## Exercise aim
Count the lines in the records below that contain the word "bounding". Reply with the number alone.

## Entries
......

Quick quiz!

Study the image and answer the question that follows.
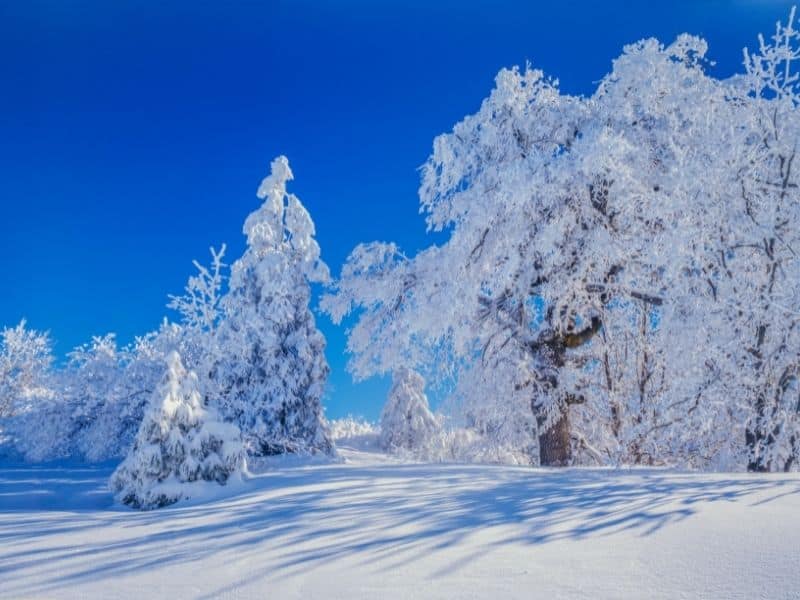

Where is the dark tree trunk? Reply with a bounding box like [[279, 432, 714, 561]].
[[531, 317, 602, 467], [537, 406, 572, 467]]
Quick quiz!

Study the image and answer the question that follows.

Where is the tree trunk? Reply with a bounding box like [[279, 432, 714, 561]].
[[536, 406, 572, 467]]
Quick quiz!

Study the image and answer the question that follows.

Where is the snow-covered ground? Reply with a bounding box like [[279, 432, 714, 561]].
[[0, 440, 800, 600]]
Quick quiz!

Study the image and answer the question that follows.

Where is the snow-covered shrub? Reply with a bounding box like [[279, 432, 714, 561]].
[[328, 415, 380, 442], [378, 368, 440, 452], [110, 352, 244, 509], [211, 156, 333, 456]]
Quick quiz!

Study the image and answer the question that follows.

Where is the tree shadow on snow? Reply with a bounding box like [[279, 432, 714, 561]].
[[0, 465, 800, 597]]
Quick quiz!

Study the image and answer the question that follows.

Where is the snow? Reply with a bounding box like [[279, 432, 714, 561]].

......

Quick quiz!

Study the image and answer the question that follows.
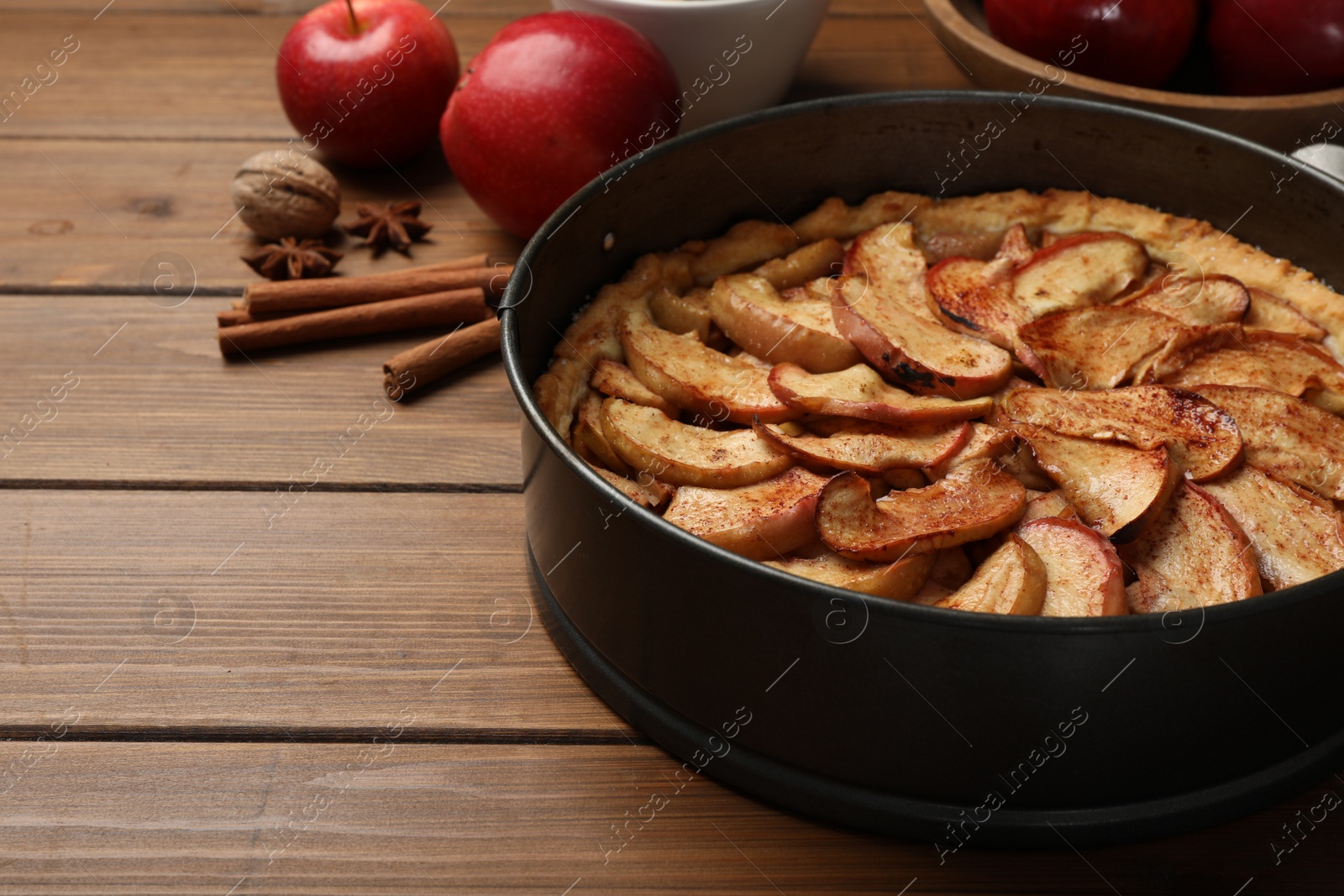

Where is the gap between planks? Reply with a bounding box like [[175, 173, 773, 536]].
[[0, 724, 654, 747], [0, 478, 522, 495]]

......

## Result of this task
7